#### [AUFGABENSTELLUNG]
1. Beantworte anhand des Textes über das BAG-Urteil diese Fragen:
(a) Wie entschied das Arbeitsgericht über die Klage?
(b) An welchem Tag erging das Urteil des BAG?
(c) Unter welches Mitbestimmungsrecht fielen laut BAG die Regelungen aus der „Betriebsvereinbarung Klima“?
2. Gib den Abschnitt von „Die Antragstellerin beantrage“ bis „Antragstellerin keinen Erfolg.“ aus dem Text über das BAG-Urteil wieder und ersetze darin „Dienstkleidung“ durch „Arbeitskleidung“.

+++ LESETEXT

Die Antragstellerin beantrage die Feststellung der Unwirksamkeit der die Dienstkleidung betreffenden Regelungen, da die Regelungszuständigkeit auch unter Einbeziehung des Gesundheitsschutzes ausschließlich dem Gesamtbetriebsrat zukomme. Das Arbeitsgericht gab der Klage statt, das Landesarbeitsgericht wies sie hingegen ab. Auch vor dem BAG hatte die Antragstellerin keinen Erfolg.
Die Entscheidung
Mit Urteil vom 18. Juli 2017 hat das BAG entschieden, dass die streitbefangenen Regelungen des Einigungsstellenspruchs wirksam sind.
Das BAG befand zum einen, dass die Einigungsstelle befugt gewesen sei über die streitgegenständlichen Bestimmungen des Gesundheitsschutzes eine Regelung zu treffen. Die Regelungen aus der „Betriebsvereinbarung Klima“ fielen unter das Mitbestimmungsrecht nach § 87 Abs. 1 Nr. 7 BetrVG. Es handele sich konkret um Regelungen, welche die unter § 3a Abs. 1 Satz 1 ArbStättV näher ausgestalteten Verpflichtungen des Arbeitgebers konkretisiere. Die Bestimmung verpflichte den Arbeitgeber dazu, dafür zu sorgen, dass Arbeitsstätten so eingerichtet und betrieben werden, dass Gefährdungen für die Sicherheit und die Gesundheit der Beschäftigten möglichst vermieden werden und verbleibende Gefährdungen möglichst gering gehalten werden. Die Bestimmung unter § 3a Abs. 1 Satz 1 ArbStättV sei eine ausfüllungsbedürftige, die Mitbestimmung des Betriebsrats auslösende Rahmenvorschrift im Sinne des § 87 Abs. 1 Nr. 7 BetrVG. Die Mitbestimmung sei dabei nicht, wie von der Antragstellerin angenommen, lediglich auf eine konkrete Gefahrenlage beschränkt, sondern knüpfe vielmehr an vorliegende oder festgestellte Gefährdungen im Sinne von § 3 ArbStättV i.V.m. § 5 ArbSchG an.

++++++
+++ ERFASSTE DATEN

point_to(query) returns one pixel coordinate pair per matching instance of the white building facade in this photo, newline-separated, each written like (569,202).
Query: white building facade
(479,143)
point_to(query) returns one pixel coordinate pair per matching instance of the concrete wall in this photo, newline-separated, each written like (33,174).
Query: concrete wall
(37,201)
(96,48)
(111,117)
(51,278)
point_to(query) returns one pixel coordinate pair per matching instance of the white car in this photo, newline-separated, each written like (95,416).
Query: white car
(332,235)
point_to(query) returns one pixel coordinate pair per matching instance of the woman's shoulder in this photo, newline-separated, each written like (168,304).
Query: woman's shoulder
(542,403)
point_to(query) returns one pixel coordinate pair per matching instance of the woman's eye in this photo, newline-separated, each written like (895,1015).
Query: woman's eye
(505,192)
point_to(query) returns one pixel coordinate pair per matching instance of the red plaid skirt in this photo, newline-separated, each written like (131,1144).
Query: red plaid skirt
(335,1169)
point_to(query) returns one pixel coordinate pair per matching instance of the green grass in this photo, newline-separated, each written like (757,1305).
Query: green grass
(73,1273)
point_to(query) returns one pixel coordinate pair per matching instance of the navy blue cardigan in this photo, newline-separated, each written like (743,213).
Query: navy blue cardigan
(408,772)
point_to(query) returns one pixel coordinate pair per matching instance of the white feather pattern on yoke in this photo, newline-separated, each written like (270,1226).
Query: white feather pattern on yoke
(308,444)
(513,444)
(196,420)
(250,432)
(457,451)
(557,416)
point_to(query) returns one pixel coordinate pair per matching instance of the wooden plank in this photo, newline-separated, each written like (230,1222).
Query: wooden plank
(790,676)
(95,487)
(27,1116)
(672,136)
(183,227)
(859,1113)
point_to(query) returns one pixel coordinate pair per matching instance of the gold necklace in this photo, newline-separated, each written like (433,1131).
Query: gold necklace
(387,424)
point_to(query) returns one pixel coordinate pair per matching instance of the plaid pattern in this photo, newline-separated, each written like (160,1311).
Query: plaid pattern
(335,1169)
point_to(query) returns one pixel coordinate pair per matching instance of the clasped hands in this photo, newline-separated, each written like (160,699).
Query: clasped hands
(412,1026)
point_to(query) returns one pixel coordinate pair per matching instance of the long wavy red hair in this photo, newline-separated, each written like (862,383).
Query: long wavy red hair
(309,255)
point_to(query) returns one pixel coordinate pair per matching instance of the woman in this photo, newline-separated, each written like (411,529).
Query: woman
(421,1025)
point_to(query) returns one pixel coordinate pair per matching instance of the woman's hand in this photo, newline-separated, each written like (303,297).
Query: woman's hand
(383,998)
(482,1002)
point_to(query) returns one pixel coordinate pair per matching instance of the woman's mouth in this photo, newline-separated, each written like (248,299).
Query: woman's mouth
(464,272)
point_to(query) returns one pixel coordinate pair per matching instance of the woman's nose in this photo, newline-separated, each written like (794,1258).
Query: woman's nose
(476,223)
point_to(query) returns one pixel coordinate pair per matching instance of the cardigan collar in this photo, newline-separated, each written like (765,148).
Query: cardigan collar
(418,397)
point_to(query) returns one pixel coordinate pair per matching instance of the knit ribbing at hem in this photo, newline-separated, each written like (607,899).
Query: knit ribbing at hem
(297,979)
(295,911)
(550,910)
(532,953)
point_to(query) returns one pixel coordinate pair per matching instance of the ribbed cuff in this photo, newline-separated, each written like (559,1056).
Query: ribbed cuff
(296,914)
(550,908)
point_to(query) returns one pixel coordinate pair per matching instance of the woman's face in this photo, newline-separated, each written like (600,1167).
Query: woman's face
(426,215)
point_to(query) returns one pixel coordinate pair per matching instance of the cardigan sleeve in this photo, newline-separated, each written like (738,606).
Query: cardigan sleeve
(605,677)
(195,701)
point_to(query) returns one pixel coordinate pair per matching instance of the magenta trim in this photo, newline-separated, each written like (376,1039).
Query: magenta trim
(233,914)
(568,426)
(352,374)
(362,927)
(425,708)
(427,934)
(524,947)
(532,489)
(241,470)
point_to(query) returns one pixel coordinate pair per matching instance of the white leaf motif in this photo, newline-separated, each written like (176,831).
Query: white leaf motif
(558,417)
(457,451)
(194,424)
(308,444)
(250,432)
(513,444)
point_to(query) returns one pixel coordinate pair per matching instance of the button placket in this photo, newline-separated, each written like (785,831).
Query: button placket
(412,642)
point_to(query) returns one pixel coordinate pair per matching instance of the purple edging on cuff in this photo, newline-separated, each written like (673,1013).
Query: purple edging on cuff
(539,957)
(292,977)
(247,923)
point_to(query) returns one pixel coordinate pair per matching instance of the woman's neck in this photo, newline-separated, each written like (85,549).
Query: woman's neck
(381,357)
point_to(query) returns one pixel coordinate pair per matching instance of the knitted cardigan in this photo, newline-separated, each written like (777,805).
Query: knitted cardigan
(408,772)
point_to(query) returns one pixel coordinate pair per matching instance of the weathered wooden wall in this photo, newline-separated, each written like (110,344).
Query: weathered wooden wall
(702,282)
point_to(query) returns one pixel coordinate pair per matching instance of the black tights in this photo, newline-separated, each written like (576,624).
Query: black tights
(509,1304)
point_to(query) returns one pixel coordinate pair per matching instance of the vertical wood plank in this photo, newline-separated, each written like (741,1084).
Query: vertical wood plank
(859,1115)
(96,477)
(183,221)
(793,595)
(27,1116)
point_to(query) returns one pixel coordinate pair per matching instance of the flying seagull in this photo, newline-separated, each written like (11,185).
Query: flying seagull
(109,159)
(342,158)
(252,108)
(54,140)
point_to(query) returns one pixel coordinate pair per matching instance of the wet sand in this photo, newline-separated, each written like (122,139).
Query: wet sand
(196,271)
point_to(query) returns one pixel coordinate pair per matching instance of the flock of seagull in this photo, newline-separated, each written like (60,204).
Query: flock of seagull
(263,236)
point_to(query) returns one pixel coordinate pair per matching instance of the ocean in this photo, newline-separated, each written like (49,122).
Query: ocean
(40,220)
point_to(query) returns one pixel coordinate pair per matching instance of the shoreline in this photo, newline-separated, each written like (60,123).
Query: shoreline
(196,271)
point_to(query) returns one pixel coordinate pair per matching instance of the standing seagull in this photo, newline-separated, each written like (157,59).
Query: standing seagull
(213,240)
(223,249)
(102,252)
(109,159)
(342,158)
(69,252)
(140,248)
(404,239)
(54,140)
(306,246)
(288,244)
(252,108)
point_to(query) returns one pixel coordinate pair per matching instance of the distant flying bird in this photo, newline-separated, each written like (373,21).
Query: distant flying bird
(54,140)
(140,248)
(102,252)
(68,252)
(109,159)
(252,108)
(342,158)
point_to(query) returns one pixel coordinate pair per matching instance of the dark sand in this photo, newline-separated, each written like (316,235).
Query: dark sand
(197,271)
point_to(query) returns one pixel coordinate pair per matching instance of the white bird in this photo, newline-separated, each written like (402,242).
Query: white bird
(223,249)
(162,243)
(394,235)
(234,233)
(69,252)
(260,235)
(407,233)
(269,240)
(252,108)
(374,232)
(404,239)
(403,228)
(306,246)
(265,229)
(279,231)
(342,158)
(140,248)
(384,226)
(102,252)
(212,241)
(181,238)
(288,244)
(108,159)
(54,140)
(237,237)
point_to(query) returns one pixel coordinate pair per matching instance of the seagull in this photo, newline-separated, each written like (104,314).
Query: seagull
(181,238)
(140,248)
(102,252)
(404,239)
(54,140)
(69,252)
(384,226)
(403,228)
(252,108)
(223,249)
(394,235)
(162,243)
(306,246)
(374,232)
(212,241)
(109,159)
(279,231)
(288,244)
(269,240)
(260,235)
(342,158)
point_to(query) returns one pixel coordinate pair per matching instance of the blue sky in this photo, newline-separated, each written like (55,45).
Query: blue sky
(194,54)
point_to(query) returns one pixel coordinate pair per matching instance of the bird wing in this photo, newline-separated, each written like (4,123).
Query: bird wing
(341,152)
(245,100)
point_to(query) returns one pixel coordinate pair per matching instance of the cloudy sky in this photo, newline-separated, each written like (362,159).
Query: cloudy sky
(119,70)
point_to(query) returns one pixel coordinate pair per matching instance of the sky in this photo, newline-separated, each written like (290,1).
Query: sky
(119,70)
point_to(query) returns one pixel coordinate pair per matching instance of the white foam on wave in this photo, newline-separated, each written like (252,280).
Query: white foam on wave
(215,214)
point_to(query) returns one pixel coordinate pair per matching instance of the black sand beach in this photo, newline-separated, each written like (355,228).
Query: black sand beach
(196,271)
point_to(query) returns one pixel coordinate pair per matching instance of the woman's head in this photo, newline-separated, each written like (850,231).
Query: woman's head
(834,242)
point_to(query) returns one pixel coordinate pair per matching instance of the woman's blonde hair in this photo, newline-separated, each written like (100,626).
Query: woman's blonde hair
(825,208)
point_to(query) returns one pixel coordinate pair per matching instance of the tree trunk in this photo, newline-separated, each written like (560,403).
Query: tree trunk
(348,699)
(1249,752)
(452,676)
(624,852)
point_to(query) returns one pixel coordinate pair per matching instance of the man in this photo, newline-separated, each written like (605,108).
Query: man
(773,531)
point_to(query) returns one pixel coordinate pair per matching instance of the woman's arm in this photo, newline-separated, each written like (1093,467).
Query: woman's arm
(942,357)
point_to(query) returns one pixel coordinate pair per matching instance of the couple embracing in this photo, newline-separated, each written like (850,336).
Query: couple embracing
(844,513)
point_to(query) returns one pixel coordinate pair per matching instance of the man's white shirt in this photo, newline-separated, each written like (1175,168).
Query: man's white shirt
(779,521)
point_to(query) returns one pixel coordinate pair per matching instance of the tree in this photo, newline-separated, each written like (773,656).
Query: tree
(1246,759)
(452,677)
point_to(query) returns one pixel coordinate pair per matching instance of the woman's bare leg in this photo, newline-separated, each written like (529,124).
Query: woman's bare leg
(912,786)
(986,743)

++++++

#### [LÖSUNGEN]
1.
(a) Es gab der Klage statt.
(b) Am 18. Juli 2017.
(c) Unter das Mitbestimmungsrecht nach § 87 Abs. 1 Nr. 7 BetrVG.

2.
Die Antragstellerin beantrage die Feststellung der Unwirksamkeit der die Arbeitskleidung betreffenden Regelungen, da die Regelungszuständigkeit auch unter Einbeziehung des Gesundheitsschutzes ausschließlich dem Gesamtbetriebsrat zukomme. Das Arbeitsgericht gab der Klage statt, das Landesarbeitsgericht wies sie hingegen ab. Auch vor dem BAG hatte die Antragstellerin keinen Erfolg.